▶ [Exercise aim] Each line of the entries that mentions the string "negative" needs to be reported.

- - -

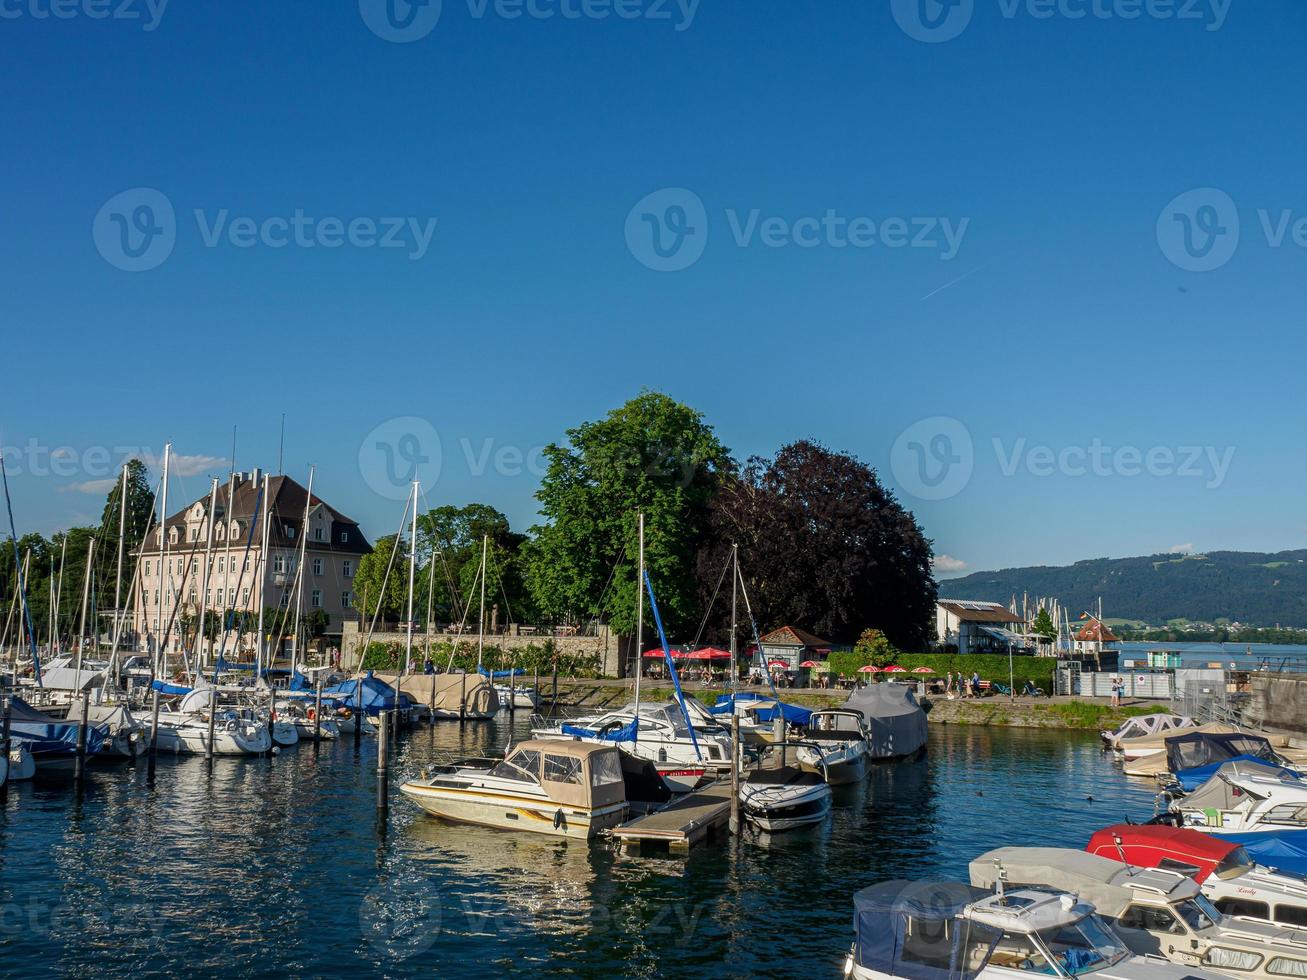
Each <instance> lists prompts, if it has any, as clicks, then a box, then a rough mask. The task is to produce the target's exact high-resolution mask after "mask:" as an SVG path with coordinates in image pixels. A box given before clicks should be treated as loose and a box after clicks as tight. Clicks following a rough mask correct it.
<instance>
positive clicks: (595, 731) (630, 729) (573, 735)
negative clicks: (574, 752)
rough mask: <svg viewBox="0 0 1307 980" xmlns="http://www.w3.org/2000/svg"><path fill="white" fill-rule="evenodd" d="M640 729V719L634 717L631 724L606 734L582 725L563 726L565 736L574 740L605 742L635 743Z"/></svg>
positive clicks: (630, 723) (622, 726)
mask: <svg viewBox="0 0 1307 980" xmlns="http://www.w3.org/2000/svg"><path fill="white" fill-rule="evenodd" d="M638 729H639V719H635V717H633V719H631V720H630V723H627V724H625V725H622V727H621V728H613V729H609V730H608V732H604V733H600V732H599V730H597V729H595V728H582V727H580V725H563V729H562V730H563V734H570V736H571V737H572V738H599V740H601V741H604V742H634V741H635V733H637V730H638Z"/></svg>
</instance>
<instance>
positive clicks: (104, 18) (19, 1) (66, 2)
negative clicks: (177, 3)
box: [0, 0, 169, 31]
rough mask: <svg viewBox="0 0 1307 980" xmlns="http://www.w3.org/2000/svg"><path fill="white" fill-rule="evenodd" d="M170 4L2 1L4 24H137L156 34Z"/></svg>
mask: <svg viewBox="0 0 1307 980" xmlns="http://www.w3.org/2000/svg"><path fill="white" fill-rule="evenodd" d="M167 4H169V0H0V20H5V21H17V20H31V21H51V20H52V21H71V20H76V18H78V17H82V18H85V20H88V21H136V22H139V24H140V25H141V30H145V31H152V30H154V29H156V27H158V26H159V21H162V20H163V10H165V9H167Z"/></svg>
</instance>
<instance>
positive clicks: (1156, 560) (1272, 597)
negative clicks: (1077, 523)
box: [940, 550, 1307, 626]
mask: <svg viewBox="0 0 1307 980" xmlns="http://www.w3.org/2000/svg"><path fill="white" fill-rule="evenodd" d="M1023 592H1025V593H1029V595H1030V596H1031V597H1033V598H1034V597H1035V596H1056V597H1057V598H1060V600H1061V601H1063V604H1064V605H1067V608H1068V609H1070V610H1089V609H1093V608H1094V606H1095V605H1097V601H1098V597H1099V596H1102V598H1103V614H1104V617H1110V618H1112V619H1141V621H1144V622H1148V623H1166V622H1170V621H1172V619H1189V621H1197V622H1209V623H1210V622H1216V621H1218V619H1230V621H1238V622H1242V623H1252V625H1256V626H1307V550H1299V551H1278V553H1276V554H1263V553H1259V551H1210V553H1208V554H1195V555H1174V554H1158V555H1149V557H1141V558H1094V559H1090V561H1085V562H1076V564H1069V566H1061V567H1053V566H1034V567H1029V568H1002V570H1000V571H987V572H975V574H972V575H967V576H965V578H961V579H949V580H945V581H941V583H940V596H941V597H948V598H982V600H991V601H996V602H1004V604H1006V602H1008V601H1009V600H1010V598H1012V596H1013V595H1016V596H1017V597H1018V598H1019V597H1021V595H1022V593H1023Z"/></svg>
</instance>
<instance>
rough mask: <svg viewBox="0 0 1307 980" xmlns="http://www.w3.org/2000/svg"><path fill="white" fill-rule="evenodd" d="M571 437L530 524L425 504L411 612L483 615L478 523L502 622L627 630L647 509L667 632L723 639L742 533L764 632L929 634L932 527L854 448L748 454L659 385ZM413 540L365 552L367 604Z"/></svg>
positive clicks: (494, 602) (563, 446) (365, 571)
mask: <svg viewBox="0 0 1307 980" xmlns="http://www.w3.org/2000/svg"><path fill="white" fill-rule="evenodd" d="M566 436H567V438H566V440H563V442H559V443H554V444H550V446H548V447H546V448H545V451H544V456H545V460H546V470H545V474H544V477H542V480H541V483H540V489H538V490H537V493H536V499H537V502H538V510H540V515H541V521H540V523H538V524H537V525H536V527H533V528H531V529H529V533H516V532H514V531H512V529H511V528H510V524H508V520H507V517H505V515H503V514H501V512H499V511H497V510H495V508H493V507H489V506H486V504H481V503H474V504H469V506H467V507H448V506H447V507H439V508H435V510H433V511H430V512H429V514H426V515H422V516H420V517H418V534H417V549H418V562H420V564H421V574H420V576H418V585H417V589H416V596H414V610H416V614H414V618H416V619H418V621H425V617H426V609H427V605H430V606H431V609H433V618H434V619H437V621H442V619H443V621H452V622H459V621H465V622H467V623H468V625H469V626H472V627H473V629H474V626H476V622H477V610H478V588H477V574H478V570H480V568H481V550H482V538H485V540H488V541H489V546H488V549H486V550H488V561H486V608H488V609H489V608H490V605H491V604H494V605H495V606H498V615H499V622H501V623H503V622H507V621H510V619H511V621H514V622H541V621H544V622H550V623H574V625H579V626H583V625H587V623H591V622H604V623H608V625H609V626H610V627H612V629H613V631H614V632H617V634H618V635H630V634H631V632H634V627H635V600H637V588H638V584H637V562H638V515H639V514H642V512H643V515H644V524H646V540H644V546H646V567H647V568H648V572H650V578H651V579H652V581H654V587H655V591H656V595H657V602H659V610H660V613H661V617H663V621H664V623H665V626H667V629H668V632H669V638H670V640H672V642H673V643H674V642H678V640H680V642H690V640H698V642H701V643H725V642H728V639H727V634H728V629H729V627H728V623H729V591H731V581H732V576H731V574H729V572H728V571H725V570H727V566H728V563H729V561H731V554H732V546H737V547H738V559H740V567H741V574H742V579H744V583H745V588H746V589H748V598H749V602H750V606H752V610H753V615H754V621H755V622H757V626H758V629H759V631H763V632H765V631H766V630H767V629H770V627H775V626H780V625H786V623H788V625H792V626H797V627H800V629H804V630H808V631H810V632H814V634H817V635H819V636H822V638H823V639H829V640H831V642H833V643H852V642H853V640H855V639H856V638H857V636H859V635H860V634H861V632H863V630H864V629H867V627H868V626H874V627H876V629H878V630H881V631H882V632H884V634H885V636H886V638H889V640H890V642H893V643H894V644H895V645H898V647H901V648H907V649H914V648H915V649H920V648H923V647H924V644H925V643H927V642H928V639H929V638H931V636H932V635H933V615H935V600H936V585H935V580H933V576H932V572H931V559H932V550H931V541H929V540H928V538H927V537H925V534H924V533H923V531H921V528H920V525H919V524H918V521H916V519H915V517H914V516H912V514H911V512H908V511H907V510H904V508H903V507H902V506H901V504H899V503H898V500H897V499H895V498H894V494H893V493H891V491H890V490H887V489H886V487H885V486H884V485H882V483H881V481H880V478H878V476H877V473H876V470H874V469H872V468H870V466H868V465H867V464H864V463H861V461H860V460H857V459H855V457H853V456H851V455H848V453H844V452H838V451H833V449H829V448H826V447H823V446H821V444H818V443H816V442H809V440H801V442H796V443H791V444H787V446H783V447H780V448H779V449H778V451H776V452H775V455H772V456H770V457H762V456H754V457H750V459H748V460H745V461H737V460H736V459H735V457H733V456H732V453H731V451H729V449H728V448H727V447H725V446H724V444H723V443H721V440H720V439H719V438H718V435H716V433H715V431H714V429H712V426H711V425H708V422H707V421H706V419H704V418H703V416H702V414H701V413H699V412H697V410H694V409H691V408H690V406H687V405H684V404H680V402H677V401H674V400H673V399H670V397H668V396H667V395H663V393H659V392H644V393H642V395H639V396H638V397H635V399H633V400H630V401H627V402H626V404H625V405H622V406H621V408H617V409H614V410H612V412H609V413H608V414H606V416H605V417H603V418H600V419H595V421H588V422H583V423H582V425H579V426H576V427H575V429H570V430H567V434H566ZM406 549H408V544H406V542H405V541H404V540H403V538H396V536H389V537H384V538H380V540H379V541H378V542H376V544H375V550H374V553H372V554H371V555H367V557H366V558H365V559H363V561H361V563H359V568H358V574H357V576H356V581H354V595H356V604H357V605H358V606H359V609H361V612H362V613H365V615H366V617H372V615H375V614H376V613H378V609H380V613H382V615H383V617H386V618H389V619H397V618H400V617H401V615H404V614H405V612H406V601H408V578H406V571H405V567H406V562H408V550H406ZM388 566H389V567H391V574H389V576H388V578H387V575H386V570H387V567H388ZM383 583H384V588H383ZM738 608H740V619H741V626H742V630H744V631H742V632H741V634H740V638H741V640H742V642H746V640H748V639H749V634H750V626H749V622H748V618H746V614H745V604H744V601H742V600H741V601H740V606H738ZM488 615H489V613H488ZM646 626H647V627H650V629H651V627H652V623H651V621H650V615H648V613H646ZM650 635H652V634H650Z"/></svg>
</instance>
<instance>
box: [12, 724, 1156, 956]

- - -

▶ [Response below]
negative clicks: (574, 752)
negative clicks: (177, 3)
negative clicks: (1077, 523)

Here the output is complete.